• _WORK TO BE COMPLETED_: Copy the following lines word for word, changing nothing.

• _Collected data entries_:
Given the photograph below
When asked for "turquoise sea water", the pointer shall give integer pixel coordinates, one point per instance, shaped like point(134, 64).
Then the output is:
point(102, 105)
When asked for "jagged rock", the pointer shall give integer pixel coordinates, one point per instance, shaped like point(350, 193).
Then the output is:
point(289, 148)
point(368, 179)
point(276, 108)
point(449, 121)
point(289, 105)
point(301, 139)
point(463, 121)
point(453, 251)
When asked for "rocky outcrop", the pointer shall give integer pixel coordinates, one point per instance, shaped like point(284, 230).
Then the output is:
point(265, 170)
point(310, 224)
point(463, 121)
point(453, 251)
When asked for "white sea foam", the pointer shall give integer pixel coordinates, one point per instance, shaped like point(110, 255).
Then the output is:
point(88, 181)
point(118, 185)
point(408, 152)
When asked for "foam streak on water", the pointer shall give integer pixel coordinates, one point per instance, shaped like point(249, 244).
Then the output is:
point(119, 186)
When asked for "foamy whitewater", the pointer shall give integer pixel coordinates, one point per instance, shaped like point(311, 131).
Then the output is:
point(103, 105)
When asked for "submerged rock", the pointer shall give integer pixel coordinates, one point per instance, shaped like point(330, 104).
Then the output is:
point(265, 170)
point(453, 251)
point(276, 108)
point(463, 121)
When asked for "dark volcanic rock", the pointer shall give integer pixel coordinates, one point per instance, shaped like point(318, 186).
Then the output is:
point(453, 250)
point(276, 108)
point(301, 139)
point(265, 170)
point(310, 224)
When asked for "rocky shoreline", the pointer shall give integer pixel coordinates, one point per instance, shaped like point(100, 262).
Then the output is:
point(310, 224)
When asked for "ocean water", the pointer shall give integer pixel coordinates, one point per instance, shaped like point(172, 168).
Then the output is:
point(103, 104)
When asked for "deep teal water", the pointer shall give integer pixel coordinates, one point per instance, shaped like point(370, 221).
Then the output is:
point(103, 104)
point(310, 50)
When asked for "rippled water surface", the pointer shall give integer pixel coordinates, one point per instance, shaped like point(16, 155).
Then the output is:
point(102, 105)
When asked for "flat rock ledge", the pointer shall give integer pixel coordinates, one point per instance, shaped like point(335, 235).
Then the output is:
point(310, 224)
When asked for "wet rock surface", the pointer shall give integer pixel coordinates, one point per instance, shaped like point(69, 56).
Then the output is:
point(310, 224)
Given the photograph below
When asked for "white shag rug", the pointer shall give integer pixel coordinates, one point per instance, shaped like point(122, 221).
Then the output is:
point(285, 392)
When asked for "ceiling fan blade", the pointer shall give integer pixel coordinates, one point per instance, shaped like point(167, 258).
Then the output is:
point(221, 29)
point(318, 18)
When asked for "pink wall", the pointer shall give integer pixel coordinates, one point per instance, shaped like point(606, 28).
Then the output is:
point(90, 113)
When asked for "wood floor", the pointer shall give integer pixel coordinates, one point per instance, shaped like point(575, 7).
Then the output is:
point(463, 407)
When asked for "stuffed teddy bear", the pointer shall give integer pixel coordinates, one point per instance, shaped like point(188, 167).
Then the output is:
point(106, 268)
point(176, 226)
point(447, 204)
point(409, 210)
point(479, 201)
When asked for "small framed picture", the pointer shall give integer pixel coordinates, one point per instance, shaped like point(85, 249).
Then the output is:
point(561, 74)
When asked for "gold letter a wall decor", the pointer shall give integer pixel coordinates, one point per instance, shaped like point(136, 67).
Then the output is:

• _ANSWER TO THE EXERCISE_:
Given the photograph below
When asked for "turquoise sea water", the pointer shall give integer pixel coordinates, one point per instance, shaped like point(134, 64).
Then the output is:
point(102, 105)
When asked for "jagged rock", the pointer shall give integer pixel coordinates, one point per instance, shaped like point(350, 193).
Then the output is:
point(289, 148)
point(368, 179)
point(276, 108)
point(449, 121)
point(289, 105)
point(301, 139)
point(463, 121)
point(453, 251)
When asked for "rocky outcrop", the pointer shall give integer pixel coordinates, one point per instance, shaped like point(284, 230).
Then the output is:
point(265, 170)
point(310, 224)
point(463, 121)
point(453, 251)
When asked for "white sea foam", the pointer shall give integer pixel coordinates, one point per instance, shaped like point(110, 255).
Then the output is:
point(88, 181)
point(118, 185)
point(408, 152)
When asked for "foam streak on water", the pointer shall give integer pixel coordinates, one point per instance, shaped like point(249, 244).
Then the output is:
point(119, 186)
When asked for "foamy whitewater", the pointer shall give integer pixel coordinates, one point per instance, shaped like point(311, 131).
Then the output is:
point(103, 105)
When asked for "submerged rock", the pointer shall give integer pixel coordinates, one point per instance, shaped like point(330, 104).
Then the output is:
point(265, 170)
point(453, 251)
point(276, 108)
point(463, 121)
When asked for "dark volcanic rock", the pointer shall give integer pixel coordinates, one point per instance, shaped like point(318, 186).
Then the output is:
point(453, 250)
point(276, 108)
point(301, 139)
point(265, 170)
point(310, 224)
When asked for "rocky shoreline", the pointer shall give integer pixel coordinates, one point per instance, shaped like point(100, 262).
Then the output is:
point(310, 224)
When asked for "ocean water", the pointer shall give integer pixel coordinates, one point per instance, shaped like point(172, 168).
Then the output is:
point(103, 104)
When asked for "deep teal water", the pointer shall give integer pixel coordinates, one point per instance, shaped like point(370, 221).
Then the output is:
point(103, 104)
point(310, 50)
When asked for "rippled water surface", the pointer shall give integer pixel coordinates, one point per instance, shaped like point(16, 155).
Then the output is:
point(102, 105)
When asked for "flat rock ledge", the pointer shall give integer pixel coordinates, one point per instance, shaped like point(335, 235).
Then the output is:
point(310, 224)
When asked for "wet rock surface", the pointer shall give integer pixel coordinates, one point per instance, shaped like point(69, 56).
Then the output is:
point(310, 224)
Given the photograph below
When asked for "white shag rug", the pointer shall give integer pixel coordinates, one point per instance, shaped like point(122, 221).
Then the output is:
point(285, 392)
When asked for "ceiling fan blade", the pointer shall give integer pixel coordinates, one point per instance, shaped like point(167, 258).
Then the output is:
point(221, 29)
point(318, 18)
When asked for "pink wall", the pointer shall give integer pixel coordinates, one point per instance, shaped like point(606, 28).
Then the output is:
point(90, 113)
When asked for "wood floor", the pointer shall give integer pixel coordinates, one point per instance, shaped like point(575, 7).
Then the output is:
point(463, 407)
When asked for "stuffed teddy bear", the pointer shall give integer pixel coordinates, one point per instance, shaped like point(188, 167).
Then the output is:
point(106, 268)
point(176, 226)
point(447, 204)
point(409, 210)
point(479, 201)
When asked for "small framed picture", the pointer shall give integer pixel coordinates, one point per instance, shaped like point(85, 249).
Then the output is:
point(561, 74)
When asked for "gold letter a wall decor", the pointer shall give integer pixel coordinates, one point per instance, shaped like point(136, 67).
Then the output is:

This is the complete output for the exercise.